• [ASSIGNMENT 1]: In the text about Mapfre, what share of Middlesea does the Bank of Valletta hold?
• [ASSIGNMENT 2]: Write what comes next in the text about Mapfre, picking up after its last sentence.

• [TEXT SEGMENT]:
○ ○ ○ ○
In all, it is represented in no fewer than 46 countries, having 34,390 employees. It has more than 23 million clients and is represented in most countries in Latin America, including Brazil, Argentina, Chile, Peru, Ecuador, Puerto Rico and Panama, whose economy is, incidentally, booming.

Mapfre may not have been very well known in Malta before they bought a majority stake in the local insurance firm Middlesea, even though they had had connections with the local company through reinsurance work and the holding of a minority interest for quite a number of years. But the name Mapfre is now getting increasingly familiar.

Compared to other interests they have elsewhere, the stake they have in Middlesea may be small, but Mapfre sees its expansion here as part of its plan to internationalise further its network. It holds 54.56 per cent in Middlesea; the Bank of Valletta has 31.08 per cent, and the rest is owned by the public. (Mapfre stands for Mutua de Accidentes de Propietarios de Fincas Rústicas de España, and the Spanish pronunciation of the name is Mafre.)
○ ○ ○ ○
• [GIVEN DATA]:

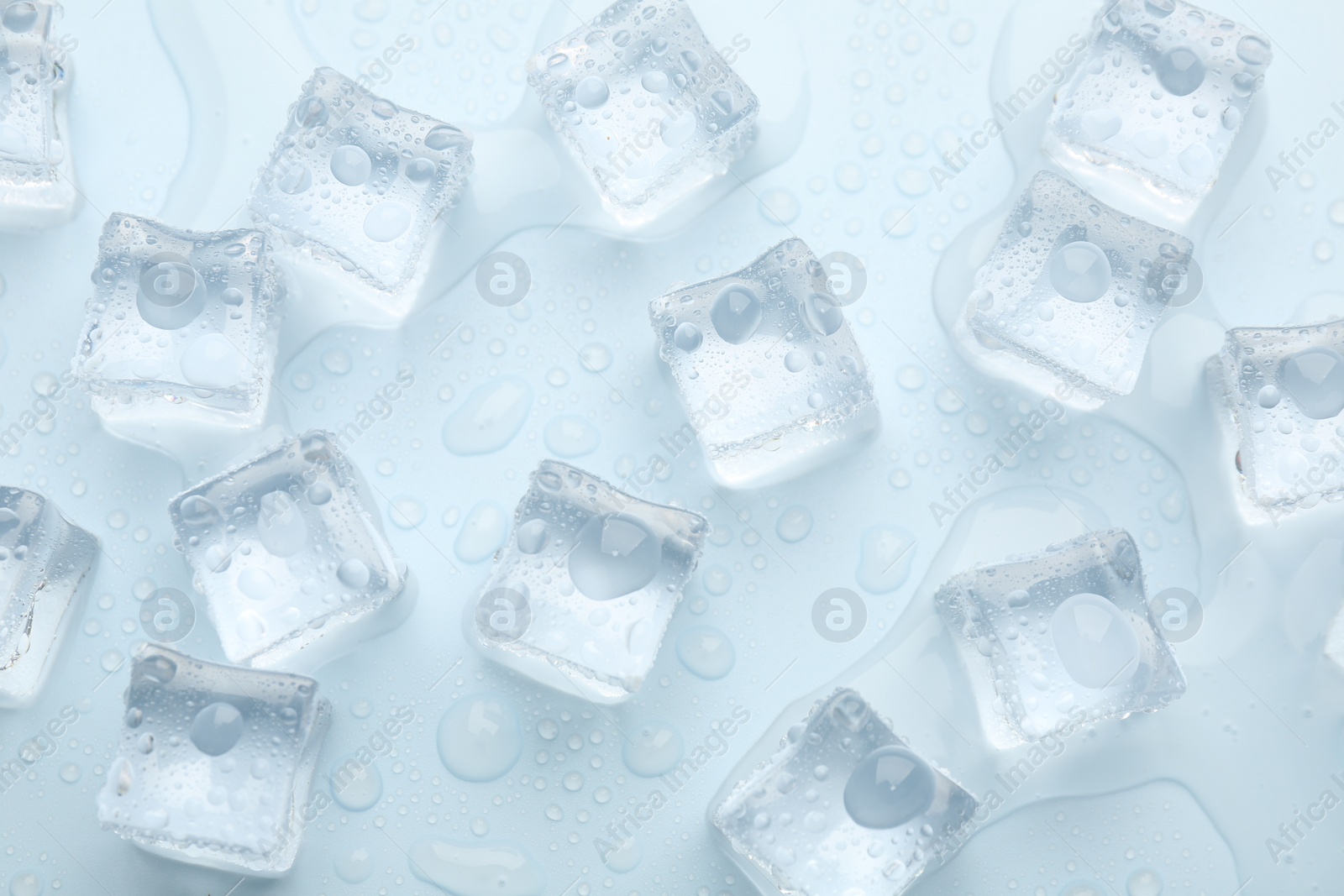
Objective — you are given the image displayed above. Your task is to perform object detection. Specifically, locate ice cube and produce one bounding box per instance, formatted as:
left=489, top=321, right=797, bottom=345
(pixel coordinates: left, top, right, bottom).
left=934, top=529, right=1185, bottom=750
left=249, top=69, right=472, bottom=318
left=464, top=461, right=708, bottom=704
left=649, top=239, right=880, bottom=488
left=168, top=430, right=408, bottom=669
left=1043, top=0, right=1273, bottom=226
left=0, top=486, right=98, bottom=706
left=0, top=0, right=79, bottom=231
left=527, top=0, right=759, bottom=224
left=74, top=212, right=285, bottom=427
left=963, top=170, right=1192, bottom=405
left=98, top=645, right=331, bottom=878
left=1211, top=321, right=1344, bottom=515
left=710, top=688, right=976, bottom=896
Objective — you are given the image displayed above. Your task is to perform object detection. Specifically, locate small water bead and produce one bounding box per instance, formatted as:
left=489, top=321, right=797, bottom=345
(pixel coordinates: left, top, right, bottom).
left=621, top=721, right=684, bottom=778
left=191, top=703, right=244, bottom=757
left=5, top=876, right=45, bottom=896
left=365, top=200, right=412, bottom=244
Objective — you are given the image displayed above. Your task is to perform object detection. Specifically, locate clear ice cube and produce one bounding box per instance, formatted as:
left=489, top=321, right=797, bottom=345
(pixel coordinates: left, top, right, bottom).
left=249, top=69, right=473, bottom=317
left=74, top=212, right=285, bottom=426
left=464, top=461, right=708, bottom=704
left=963, top=170, right=1192, bottom=403
left=98, top=645, right=331, bottom=878
left=710, top=688, right=976, bottom=896
left=168, top=430, right=406, bottom=669
left=527, top=0, right=759, bottom=224
left=0, top=486, right=98, bottom=706
left=934, top=529, right=1185, bottom=750
left=1043, top=0, right=1273, bottom=223
left=0, top=0, right=79, bottom=231
left=1211, top=321, right=1344, bottom=515
left=649, top=239, right=880, bottom=488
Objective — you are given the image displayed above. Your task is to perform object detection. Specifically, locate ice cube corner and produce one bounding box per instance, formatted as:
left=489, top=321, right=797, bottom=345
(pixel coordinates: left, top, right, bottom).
left=934, top=529, right=1185, bottom=750
left=1210, top=321, right=1344, bottom=516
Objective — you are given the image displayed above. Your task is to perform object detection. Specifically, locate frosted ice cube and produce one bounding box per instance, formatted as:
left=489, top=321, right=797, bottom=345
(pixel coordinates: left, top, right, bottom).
left=649, top=239, right=880, bottom=488
left=464, top=461, right=708, bottom=704
left=1211, top=321, right=1344, bottom=513
left=98, top=645, right=331, bottom=878
left=934, top=529, right=1185, bottom=750
left=527, top=0, right=759, bottom=224
left=0, top=486, right=98, bottom=706
left=249, top=69, right=472, bottom=318
left=0, top=0, right=79, bottom=231
left=168, top=430, right=407, bottom=669
left=74, top=212, right=285, bottom=426
left=710, top=688, right=976, bottom=896
left=1043, top=0, right=1273, bottom=223
left=965, top=170, right=1192, bottom=403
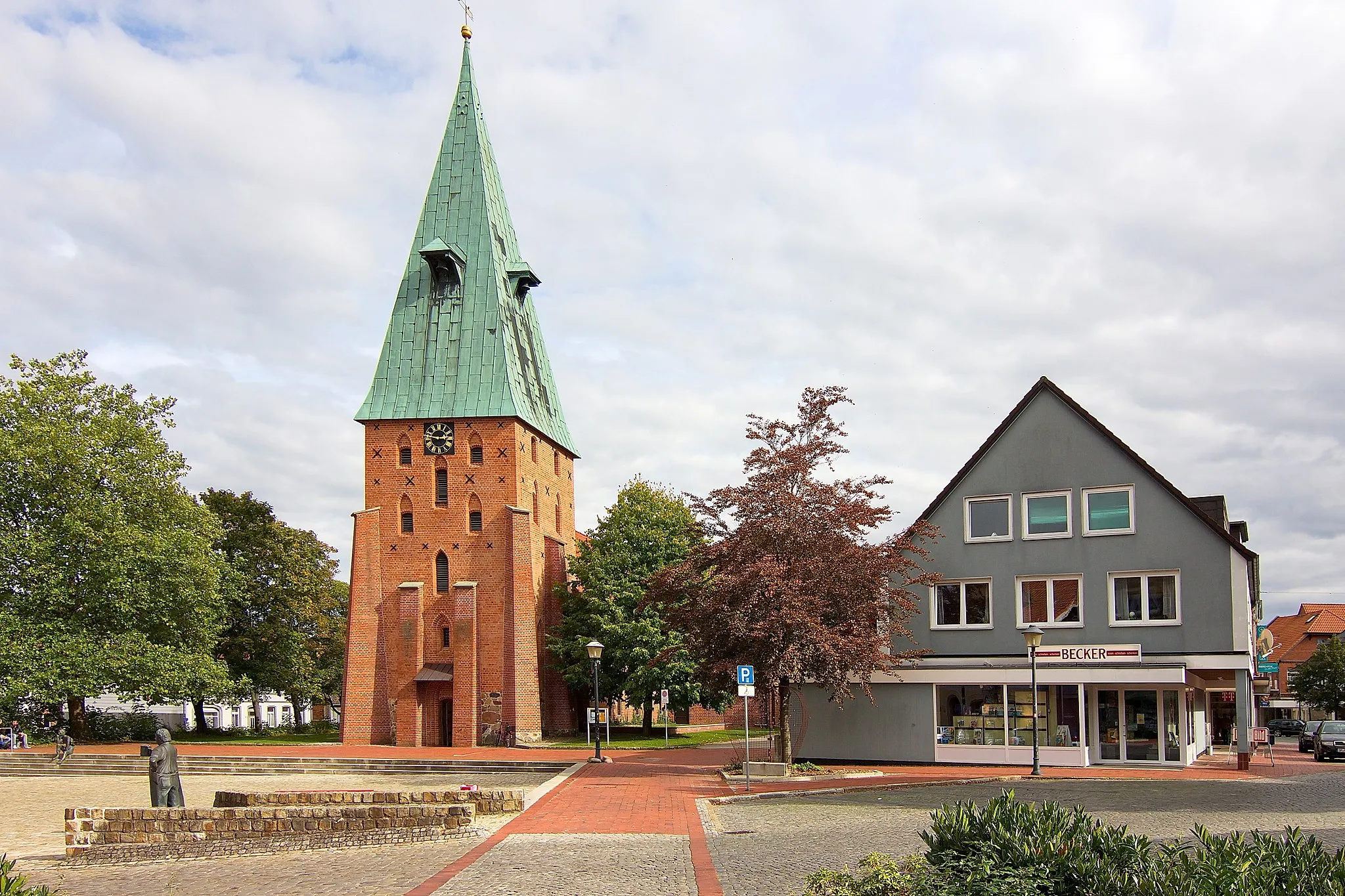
○ ○ ○ ○
• [EXERCISE OUTPUT 1]: 31.08 percent

• [EXERCISE OUTPUT 2]:
Their Malta operation now falls under their international wing, Mapfre Internacional, which also oversees their interests in the United States, the Philippines, Portugal, and Turkey.

What helps make Mapfre a real leader in insurance is the research and crash-testing centre it has in Avila. Here, they crash cars, motorcycles or even heavy vehicles to assess any structural weaknesses in material and, based on their findings, they are able to analyse better the safety features of the cars they test, and the cost of repairs. The work also enables them to be in a better position to set insurance prices.

Their argument, one that can hardly be faulted, is that the more you know about a subject – in this case, motor insurance business – the more easily you can control and manage it. The research centres’ work focuses on studying the different types of accidents and the consequences that these may have for the occupants of the vehicles involved and for other road users.

But is not such work carried out by the carmakers as well? Well, yes, but Mapfre prefers carrying out its own tests. Would they then pass on the test results to the carmakers? Only if they pay for them. And why was the centre set up in Avila? Simply because Mapfre had land available there for development.

Also in Avila, they have another building where vehicles considered as total loss are stripped for parts that can well be used again. These are sold to wholesalers. By the way, Avila is a delightful place. Its Romanesque medieval city walls are so impeccably well kept that they put most of our bastion walls to shame. It is also very clean and looks well ordered.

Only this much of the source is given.